SET TASK 1 - Write out all of the rows that come after the court passage below, each one unchanged.

TEXT SEGMENT -
64. The Court notes that the file contains transcripts of oral explanations provided by the applicants concerning their irregular border-crossing, as well as transcripts of individual interviews conducted with them in their capacity as parties to the expulsion proceedings; those documents were signed by the applicants and the interpreter (see paragraph 7 above). According to these transcripts, all the interviews were carried out on 17 November 2014 between 9.10 and 12.30, lasted exactly ten minutes and were conducted by two police officers in the presence of the interpreter (see paragraph 8 above). It is true that the official times of some interviews overlapped, which the Government explained by the fact that there could have been some errors in the recording of those interviews owing to the fact that the interviews had taken place in the night and early morning hours. Even if, in the Court’s view, such an explanation does not appear entirely plausible, given that the interviews took place between 9.10 and 12.30, it is not in itself sufficient to justify the applicants’ view that the interviews were not conducted on an individual basis. Moreover, the Court has already held that Article 4 of Protocol No. 4 does not guarantee the right to an individual interview in all circumstances (see paragraph 57 in fine above).
65. Indeed, what matters is whether the applicants had a genuine and effective opportunity to submit arguments against their expulsion (see, among other authorities, Sultani, cited above, § 81, and Hirsi Jamaa and Others, cited above, § 184).
66. In this connection, the Court is ready to accept the fact that the applicants were asked standardised questions, in so far as those questions were aimed at establishing the factors that had led the applicants to leave their country of origin and the circumstances of their entry onto Slovak territory. While the applicants’ answers were very similar, it may be presumed that the details of their journey might have been similar as well, since they had been travelling as a group; the recordings also differ in the amount of money that the applicants declared as being in their possession, which rather points to an individualised approach. Moreover, the fact that the interviews were rather short may be a consequence of the applicants not stating anything that would require a more thorough examination.

PROVIDED DATA -
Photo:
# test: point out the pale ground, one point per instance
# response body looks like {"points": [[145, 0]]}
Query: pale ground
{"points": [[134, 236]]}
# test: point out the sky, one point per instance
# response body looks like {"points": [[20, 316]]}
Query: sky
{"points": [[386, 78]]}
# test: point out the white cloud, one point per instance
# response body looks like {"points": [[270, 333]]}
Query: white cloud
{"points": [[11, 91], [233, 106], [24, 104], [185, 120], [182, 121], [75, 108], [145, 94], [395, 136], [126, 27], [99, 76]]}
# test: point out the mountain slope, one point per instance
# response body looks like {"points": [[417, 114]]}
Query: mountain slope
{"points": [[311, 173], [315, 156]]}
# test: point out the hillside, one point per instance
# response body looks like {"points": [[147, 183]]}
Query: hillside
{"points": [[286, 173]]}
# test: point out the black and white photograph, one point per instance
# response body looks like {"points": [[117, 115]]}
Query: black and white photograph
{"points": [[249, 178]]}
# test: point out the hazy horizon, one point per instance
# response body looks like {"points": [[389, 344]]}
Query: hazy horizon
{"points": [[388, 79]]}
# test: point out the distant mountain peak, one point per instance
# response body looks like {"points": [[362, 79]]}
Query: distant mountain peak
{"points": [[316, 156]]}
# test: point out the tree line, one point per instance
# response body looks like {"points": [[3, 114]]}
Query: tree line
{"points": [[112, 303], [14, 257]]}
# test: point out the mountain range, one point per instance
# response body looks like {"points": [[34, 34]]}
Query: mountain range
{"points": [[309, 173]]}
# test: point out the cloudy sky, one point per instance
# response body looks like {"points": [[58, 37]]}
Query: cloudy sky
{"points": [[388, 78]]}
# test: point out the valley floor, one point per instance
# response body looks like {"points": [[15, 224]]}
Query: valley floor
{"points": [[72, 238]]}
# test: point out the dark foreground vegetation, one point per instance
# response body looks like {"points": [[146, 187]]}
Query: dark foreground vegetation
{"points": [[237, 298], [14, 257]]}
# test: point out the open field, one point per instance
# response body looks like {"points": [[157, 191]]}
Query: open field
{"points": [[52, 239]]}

SET TASK 2 - Give the court passage above again in full, word for word.

CORRECT ANSWER 1 -
Photo:
# test: point out the pale ground, one point per instance
# response body looks like {"points": [[145, 0]]}
Query: pale ground
{"points": [[134, 236]]}
# test: point out the sky, one point per instance
# response body looks like {"points": [[20, 316]]}
Query: sky
{"points": [[386, 78]]}
# test: point out the white cloud, one point per instance
# response body looks like {"points": [[270, 333]]}
Query: white cloud
{"points": [[11, 91], [233, 106], [24, 104], [185, 120], [182, 121], [75, 108], [145, 94], [395, 136], [126, 27], [99, 76]]}
# test: point out the mountain slope, one point per instance
# response body looks like {"points": [[417, 114]]}
Query: mountain slope
{"points": [[311, 173], [315, 156]]}
# test: point out the hillside, one point per instance
# response body looks like {"points": [[147, 183]]}
Query: hillside
{"points": [[286, 173]]}
# test: point out the black and white photograph, one point per instance
# response body looks like {"points": [[117, 115]]}
Query: black and white photograph
{"points": [[249, 178]]}
# test: point out the hazy horizon, one point per instance
# response body looks like {"points": [[389, 344]]}
Query: hazy horizon
{"points": [[388, 79]]}
# test: point out the distant mountain peak, one point per instance
# response body looks like {"points": [[362, 79]]}
Query: distant mountain peak
{"points": [[316, 156]]}
# test: point out the tree line, one point per instance
# response body looks like {"points": [[3, 114]]}
Query: tree line
{"points": [[112, 303], [14, 257]]}
# test: point out the mountain range, one point per instance
# response body looks like {"points": [[34, 34]]}
Query: mountain range
{"points": [[309, 173]]}
# test: point out the cloudy sky, one point per instance
# response body looks like {"points": [[58, 37]]}
Query: cloudy sky
{"points": [[388, 78]]}
# test: point out the valley floor, one point per instance
# response body looks like {"points": [[15, 224]]}
Query: valley floor
{"points": [[72, 238]]}
# test: point out the dark foreground vegetation, one point per instance
# response body looks like {"points": [[146, 187]]}
Query: dark foreground vegetation
{"points": [[237, 298], [14, 257]]}
# test: point out the open field, one point per instance
# response body looks like {"points": [[157, 191]]}
Query: open field
{"points": [[52, 239]]}

CORRECT ANSWER 2 -
64. The Court notes that the file contains transcripts of oral explanations provided by the applicants concerning their irregular border-crossing, as well as transcripts of individual interviews conducted with them in their capacity as parties to the expulsion proceedings; those documents were signed by the applicants and the interpreter (see paragraph 7 above). According to these transcripts, all the interviews were carried out on 17 November 2014 between 9.10 and 12.30, lasted exactly ten minutes and were conducted by two police officers in the presence of the interpreter (see paragraph 8 above). It is true that the official times of some interviews overlapped, which the Government explained by the fact that there could have been some errors in the recording of those interviews owing to the fact that the interviews had taken place in the night and early morning hours. Even if, in the Court’s view, such an explanation does not appear entirely plausible, given that the interviews took place between 9.10 and 12.30, it is not in itself sufficient to justify the applicants’ view that the interviews were not conducted on an individual basis. Moreover, the Court has already held that Article 4 of Protocol No. 4 does not guarantee the right to an individual interview in all circumstances (see paragraph 57 in fine above).
65. Indeed, what matters is whether the applicants had a genuine and effective opportunity to submit arguments against their expulsion (see, among other authorities, Sultani, cited above, § 81, and Hirsi Jamaa and Others, cited above, § 184).
66. In this connection, the Court is ready to accept the fact that the applicants were asked standardised questions, in so far as those questions were aimed at establishing the factors that had led the applicants to leave their country of origin and the circumstances of their entry onto Slovak territory. While the applicants’ answers were very similar, it may be presumed that the details of their journey might have been similar as well, since they had been travelling as a group; the recordings also differ in the amount of money that the applicants declared as being in their possession, which rather points to an individualised approach. Moreover, the fact that the interviews were rather short may be a consequence of the applicants not stating anything that would require a more thorough examination.